WHAT YOU NEED TO DO:
What is needed here is each entry reproduced exactly, without its pictures.

───── STUDY MATERIAL

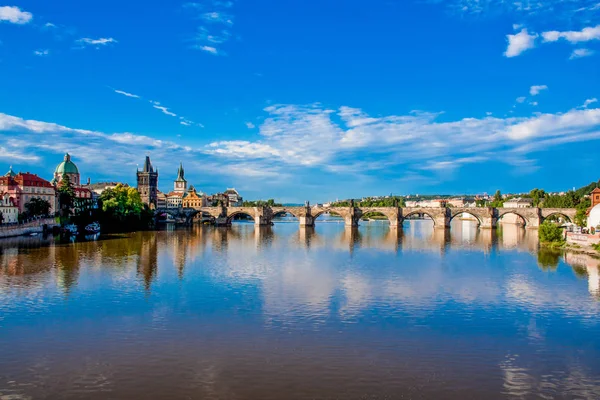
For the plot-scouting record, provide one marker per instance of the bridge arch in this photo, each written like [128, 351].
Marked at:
[418, 212]
[501, 214]
[317, 213]
[232, 215]
[461, 212]
[557, 214]
[285, 212]
[391, 215]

──────────

RESULT OF THIS TASK:
For the plot-scouting record, provide one marker per instance of the bridge arch in this photo, each written like [128, 351].
Marked at:
[418, 212]
[501, 214]
[317, 213]
[232, 215]
[461, 212]
[557, 214]
[285, 212]
[391, 215]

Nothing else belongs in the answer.